* PROBLEM TO WORK ON: From the Stone Zoo frog text below, write out the passage starting at the words "The tadpoles breathe" and stopping after "are generally healthy.", changing "indicator species" to "sentinel species".

** Opening PAGE TEXT block **

April is National Frog Month, and Stone Zoo is celebrating their first successful hatching of Dyeing Dart Frog eggs.
The eggs require special care to reach the tadpole stage. The water conditions must be just right. The first little tadpole (in photo below) has been named Thad. He shares his aquarium with a snail named Chad.
The tadpoles breathe with gills underwater. They gradually develop legs, then lungs. and they metamorphose into adult Frogs. Along with Toads and Salamanders, Frogs are Amphibians. Amphibians are known as indicator species, because they can absorb environmental toxins through their skin. Ecosystems with large numbers of Amphibians are generally healthy.
Dyeing Dart Frogs are a type of Dart-poison Frog. These Frogs live in the moist forests of Guyana, Surname, Brazil, and French Guiana, where they feed on ants, mites, and termites. Chemicals from their prey are accumulated in the Frogs’ skin glands, rendering the Frogs poisonous to the touch.
There are more than 170 species of Dart-Poison Frogs. About four of those species have been documented as being used to create poisonous blowdarts. To create these poisonous darts, indigenous peoples apply the Frogs’ skin secretions to the darts’ tips.
In the video above, a Magnificent Tree Frog, native to Australia, munches on crickets. Zoo keepers use the crickets to lure the Frogs from their hiding places each morning, allowing the staff to account for each Frog under their care.
Stone Zoo is a partner in the Panama Amphibian Rescue and Conservation Project, which works to protect existing amphibian populations and introduce captive-bred Frogs into the wild.

** Closing PAGE TEXT block **
** Opening DATA SECTION block **

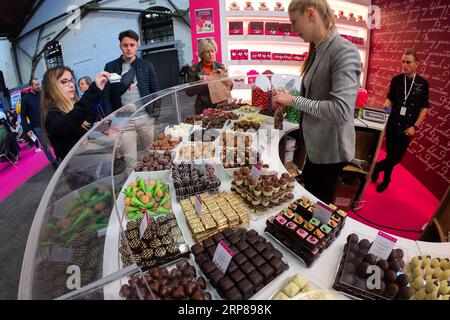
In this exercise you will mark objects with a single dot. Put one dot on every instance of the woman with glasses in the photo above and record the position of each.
(207, 69)
(62, 115)
(328, 96)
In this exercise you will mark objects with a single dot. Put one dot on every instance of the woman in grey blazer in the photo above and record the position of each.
(328, 95)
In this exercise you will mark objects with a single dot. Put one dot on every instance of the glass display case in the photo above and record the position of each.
(79, 245)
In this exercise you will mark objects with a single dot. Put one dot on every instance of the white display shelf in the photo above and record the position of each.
(281, 16)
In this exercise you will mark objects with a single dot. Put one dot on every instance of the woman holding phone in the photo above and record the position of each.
(328, 95)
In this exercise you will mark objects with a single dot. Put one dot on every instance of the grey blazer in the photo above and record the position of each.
(334, 82)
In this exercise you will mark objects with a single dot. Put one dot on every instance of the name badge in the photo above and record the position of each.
(403, 111)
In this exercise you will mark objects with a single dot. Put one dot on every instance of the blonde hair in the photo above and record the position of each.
(325, 12)
(52, 96)
(205, 45)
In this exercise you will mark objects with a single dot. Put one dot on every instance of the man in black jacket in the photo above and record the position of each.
(30, 109)
(138, 79)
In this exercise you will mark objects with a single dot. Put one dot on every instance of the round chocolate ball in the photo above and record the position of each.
(349, 267)
(390, 276)
(380, 291)
(383, 264)
(352, 238)
(364, 244)
(361, 270)
(370, 258)
(404, 293)
(394, 265)
(392, 290)
(402, 280)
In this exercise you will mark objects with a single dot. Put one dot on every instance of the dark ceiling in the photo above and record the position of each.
(13, 14)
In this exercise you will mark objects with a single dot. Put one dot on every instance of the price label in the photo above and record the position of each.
(323, 213)
(383, 245)
(144, 224)
(198, 205)
(222, 256)
(256, 172)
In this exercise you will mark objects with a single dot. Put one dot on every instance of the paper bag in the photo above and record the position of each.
(218, 90)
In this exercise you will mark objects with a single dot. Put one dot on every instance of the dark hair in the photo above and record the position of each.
(130, 34)
(412, 52)
(31, 81)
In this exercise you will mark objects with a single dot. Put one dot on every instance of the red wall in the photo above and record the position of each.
(423, 25)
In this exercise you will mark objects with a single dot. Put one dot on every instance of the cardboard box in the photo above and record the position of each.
(236, 28)
(256, 28)
(346, 190)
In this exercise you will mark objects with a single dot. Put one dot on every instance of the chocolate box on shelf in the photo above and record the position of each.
(353, 272)
(304, 235)
(218, 212)
(255, 28)
(272, 28)
(179, 280)
(236, 28)
(255, 263)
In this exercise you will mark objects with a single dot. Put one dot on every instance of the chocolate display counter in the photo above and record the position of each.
(143, 203)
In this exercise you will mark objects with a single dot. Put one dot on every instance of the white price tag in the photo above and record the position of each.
(198, 205)
(144, 224)
(323, 213)
(256, 172)
(222, 256)
(383, 245)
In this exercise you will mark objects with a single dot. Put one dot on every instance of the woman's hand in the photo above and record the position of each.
(86, 125)
(282, 99)
(101, 79)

** Closing DATA SECTION block **

* PROBLEM SOLUTION:
The tadpoles breathe with gills underwater. They gradually develop legs, then lungs. and they metamorphose into adult Frogs. Along with Toads and Salamanders, Frogs are Amphibians. Amphibians are known as sentinel species, because they can absorb environmental toxins through their skin. Ecosystems with large numbers of Amphibians are generally healthy.